§ **作業指示**
本文の「黒田真行 佐藤雄佑 著」から「人媒体」の2軸のままである。」までを、両端の語句も含めて一字一句そのまま書き写してください。

§ **本文**

※

『人材業界の未来シナリオ』
2019/11/5
vol.8
『採用100年史から読む 人材業界の未来シナリオ』
黒田真行 佐藤雄佑 著
本書では、日本における人材業界、特に中途採用ビジネスの変遷について述べられている。そのうえで、今後のリクルーティングサービスの変化についての予測も添えられている。中途採用市場を客観的にとらえるための1冊にしてほしい。
~Topics~
1.採用市場と取り巻く全体像
2.ビジネスモデルの変遷
3.ビジネスの新潮流
4.未来シナリオ
5.まとめ
1.採用市場と取り巻く全体像
ここ20年間、人口構造の変化や産業構造の変化を背景として、各業界において幾何級数的な変化が起こってきた。しかしながら、人材業界においては大きな変化が起こっていない。外部環境がこれほどまでに変化しているにも関わらず、リクルーティングサービスの基本モデルは「人材紹介」と「求人媒体」の2軸のままである。
しかし、まさに今、人材業界は変化のタイミングを迎えている。特にここから10年でリクルーティングサービスは大きく変化していくと予想する。
以下、人材業界の変遷を辿り、現在の状況を捉え、そしてこの先10年の変化を予測していく。
2.ビジネスモデルの変遷
リクルーティングビジネスの基本構造は『リボン図モデル』と呼ばれる。求職者と企業の両方に対して、それぞれニーズを喚起し、プラットフォームに集めて、双方をマッチングするモデルである。
この構造において成果を上げるためには、「求職者価値向上」と「企業価値向上」を考え、付加価値を提供していくことが求められる。
以下、1960年代以降のビジネスモデルの変遷をたどる。
⑴1970年以前のビジネスモデル
◆人材紹介
①ハローワーク
└無料・対面
② <new>ヘッドハンティング
└有料・非対面
☆企業にフィットした人材を紹介してもらえる=効率よく採用できる(企業価値向上)
◆求人広告
①求人掲示(張り紙)

※

§ **提供資料**
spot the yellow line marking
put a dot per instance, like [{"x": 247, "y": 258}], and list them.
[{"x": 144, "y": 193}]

※

§ **解答**
黒田真行 佐藤雄佑 著
本書では、日本における人材業界、特に中途採用ビジネスの変遷について述べられている。そのうえで、今後のリクルーティングサービスの変化についての予測も添えられている。中途採用市場を客観的にとらえるための1冊にしてほしい。
~Topics~
1.採用市場と取り巻く全体像
2.ビジネスモデルの変遷
3.ビジネスの新潮流
4.未来シナリオ
5.まとめ
1.採用市場と取り巻く全体像
ここ20年間、人口構造の変化や産業構造の変化を背景として、各業界において幾何級数的な変化が起こってきた。しかしながら、人材業界においては大きな変化が起こっていない。外部環境がこれほどまでに変化しているにも関わらず、リクルーティングサービスの基本モデルは「人材紹介」と「求人媒体」の2軸のままである。